(TASK INPUTS)

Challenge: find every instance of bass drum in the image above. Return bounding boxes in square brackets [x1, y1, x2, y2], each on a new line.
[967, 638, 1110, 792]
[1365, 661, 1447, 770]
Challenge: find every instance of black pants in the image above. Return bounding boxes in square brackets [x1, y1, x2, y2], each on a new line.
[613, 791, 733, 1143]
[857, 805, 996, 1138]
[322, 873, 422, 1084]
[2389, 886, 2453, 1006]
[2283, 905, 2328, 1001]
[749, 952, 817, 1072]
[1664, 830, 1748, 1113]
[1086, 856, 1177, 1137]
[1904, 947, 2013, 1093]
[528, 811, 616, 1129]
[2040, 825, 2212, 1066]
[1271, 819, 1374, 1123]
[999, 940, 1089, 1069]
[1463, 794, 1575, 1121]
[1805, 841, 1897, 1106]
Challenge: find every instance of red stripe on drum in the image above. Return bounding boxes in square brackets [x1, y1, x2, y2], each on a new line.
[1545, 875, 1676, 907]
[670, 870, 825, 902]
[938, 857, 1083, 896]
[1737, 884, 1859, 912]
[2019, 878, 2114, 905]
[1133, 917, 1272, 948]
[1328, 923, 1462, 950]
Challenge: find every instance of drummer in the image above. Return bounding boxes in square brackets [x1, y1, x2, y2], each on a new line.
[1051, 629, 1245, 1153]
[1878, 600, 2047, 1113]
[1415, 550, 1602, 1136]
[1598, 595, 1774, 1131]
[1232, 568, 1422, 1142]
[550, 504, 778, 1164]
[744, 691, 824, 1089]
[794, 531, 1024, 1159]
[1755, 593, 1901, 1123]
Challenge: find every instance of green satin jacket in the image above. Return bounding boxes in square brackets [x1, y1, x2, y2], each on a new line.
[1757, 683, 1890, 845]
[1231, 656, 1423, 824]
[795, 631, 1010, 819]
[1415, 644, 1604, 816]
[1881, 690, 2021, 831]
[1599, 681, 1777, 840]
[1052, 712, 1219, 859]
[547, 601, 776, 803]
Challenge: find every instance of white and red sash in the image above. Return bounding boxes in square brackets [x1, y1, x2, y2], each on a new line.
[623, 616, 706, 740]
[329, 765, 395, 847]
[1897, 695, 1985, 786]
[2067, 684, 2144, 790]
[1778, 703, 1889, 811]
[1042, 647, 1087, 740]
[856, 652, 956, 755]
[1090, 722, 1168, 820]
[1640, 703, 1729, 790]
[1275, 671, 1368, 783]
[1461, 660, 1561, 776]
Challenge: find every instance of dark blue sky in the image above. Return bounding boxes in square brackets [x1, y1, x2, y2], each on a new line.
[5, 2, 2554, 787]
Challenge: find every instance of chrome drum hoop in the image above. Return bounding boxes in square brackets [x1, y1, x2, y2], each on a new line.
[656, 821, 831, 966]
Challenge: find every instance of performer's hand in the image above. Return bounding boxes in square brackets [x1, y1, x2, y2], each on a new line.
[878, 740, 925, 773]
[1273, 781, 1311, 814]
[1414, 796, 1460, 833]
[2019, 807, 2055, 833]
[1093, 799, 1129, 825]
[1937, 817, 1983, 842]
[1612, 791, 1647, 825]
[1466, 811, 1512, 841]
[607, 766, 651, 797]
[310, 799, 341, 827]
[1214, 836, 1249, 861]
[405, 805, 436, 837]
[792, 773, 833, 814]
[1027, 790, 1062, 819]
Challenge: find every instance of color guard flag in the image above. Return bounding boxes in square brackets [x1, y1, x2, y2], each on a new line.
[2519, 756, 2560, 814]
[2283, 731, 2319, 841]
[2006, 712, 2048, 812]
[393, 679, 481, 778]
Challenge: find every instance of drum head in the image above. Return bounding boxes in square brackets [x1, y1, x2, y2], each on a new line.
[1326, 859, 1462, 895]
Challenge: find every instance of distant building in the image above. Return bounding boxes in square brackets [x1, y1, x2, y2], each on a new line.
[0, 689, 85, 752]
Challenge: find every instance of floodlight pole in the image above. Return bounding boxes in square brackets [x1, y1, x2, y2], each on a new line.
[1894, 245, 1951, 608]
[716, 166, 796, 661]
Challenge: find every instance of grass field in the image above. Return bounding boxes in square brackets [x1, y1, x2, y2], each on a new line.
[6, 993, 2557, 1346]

(End TASK INPUTS)

• TASK TO COMPLETE: Would you repeat each of the records above exactly?

• RESPONSE AREA:
Challenge: find every instance of bass drum in the image above. Return bounding boxes in square brackets [x1, y1, x2, y2], each on a new line.
[967, 638, 1110, 792]
[1365, 661, 1447, 770]
Challenge: find every instance of black pants in the image above. Return bounding boxes in square brackets [x1, y1, x2, y2], each on a new line.
[613, 791, 733, 1143]
[857, 805, 996, 1138]
[322, 873, 422, 1084]
[2389, 886, 2453, 1006]
[2283, 905, 2328, 1001]
[749, 952, 817, 1072]
[1664, 830, 1748, 1113]
[1086, 856, 1177, 1137]
[1904, 947, 2013, 1093]
[528, 811, 616, 1129]
[2040, 825, 2212, 1066]
[1271, 819, 1374, 1123]
[999, 940, 1089, 1069]
[1463, 794, 1575, 1121]
[1805, 841, 1897, 1106]
Challenge: find every instance of red stripe on drum in the image above. Return bounding boxes in square brackets [x1, y1, x2, y2], each on a new line.
[1545, 875, 1676, 907]
[670, 870, 825, 902]
[938, 857, 1083, 896]
[1737, 884, 1859, 912]
[2019, 878, 2114, 905]
[1133, 917, 1272, 948]
[1328, 923, 1462, 950]
Challenge: find every instance of drummer in the image above. Return bounding boxes in square brackets [x1, y1, x2, y2], each on a new line.
[1051, 629, 1245, 1153]
[1878, 600, 2047, 1113]
[1415, 550, 1602, 1136]
[1598, 595, 1774, 1131]
[1232, 568, 1422, 1142]
[550, 504, 778, 1164]
[744, 691, 824, 1089]
[794, 531, 1024, 1159]
[1755, 593, 1901, 1123]
Challenge: find every instance of green satin jacket in the image above. Return bounding boxes in square brackets [x1, y1, x2, y2], each on a new line.
[1757, 683, 1890, 845]
[1231, 656, 1423, 824]
[795, 631, 1010, 819]
[1415, 644, 1604, 816]
[1881, 690, 2021, 831]
[1599, 681, 1777, 840]
[1052, 712, 1219, 859]
[547, 601, 776, 803]
Challenge: find every instance of white and red sash in the image above. Return bounding boxes in square brackets [x1, y1, x2, y2], each on a new line.
[623, 616, 706, 740]
[329, 765, 395, 847]
[1897, 695, 1985, 786]
[2067, 684, 2144, 790]
[1778, 703, 1889, 811]
[1042, 647, 1087, 740]
[856, 652, 956, 755]
[1090, 722, 1168, 820]
[1640, 703, 1729, 790]
[1275, 671, 1368, 783]
[1461, 660, 1561, 776]
Challenge: find every instance of dark blue sky in the image above. Return bounding boxes in square brackets [x1, y1, x2, y2], each on a new line.
[5, 2, 2554, 787]
Challenge: find every instance of chrome drum hoop in the image above. Return bounding boxes in square brackets [x1, y1, x2, y2], each on a new line.
[656, 821, 831, 966]
Challenge: find every instance of performer's hand in the image above. Return bounding boxes in square brackets [x1, y1, x2, y2], each on a new line.
[878, 740, 925, 773]
[1273, 781, 1311, 814]
[1414, 796, 1460, 833]
[2019, 807, 2055, 833]
[1093, 799, 1129, 825]
[1937, 817, 1983, 842]
[1612, 791, 1647, 825]
[1466, 811, 1512, 841]
[607, 766, 651, 797]
[310, 799, 341, 827]
[1214, 836, 1249, 861]
[405, 805, 436, 837]
[792, 773, 833, 814]
[1027, 790, 1062, 819]
Challenge: find every instance of color guard flag in the image above. Return bounding boxes in square brackets [x1, y1, x2, y2], each on a new line.
[2519, 756, 2560, 814]
[2283, 731, 2319, 841]
[2006, 712, 2048, 812]
[393, 679, 481, 778]
Challenge: find every instance of drum head in the image above. Return bounding boxes in square brackets [x1, y1, x2, y2], each on a new line.
[1326, 859, 1462, 895]
Challenge: find every instance of distant building in the image above. Return bounding boxes in square brackets [x1, y1, x2, y2], each on a new line.
[0, 689, 85, 752]
Challenge: find every instance of floodlight pole in the image above. Return bounding boxes in square brackets [x1, y1, x2, y2], each on a new line.
[1894, 245, 1951, 608]
[716, 166, 796, 661]
Challenge: find every instance of grass field in the image above. Return bounding boxes in square brackets [x1, y1, x2, y2], each on a new line.
[6, 993, 2557, 1346]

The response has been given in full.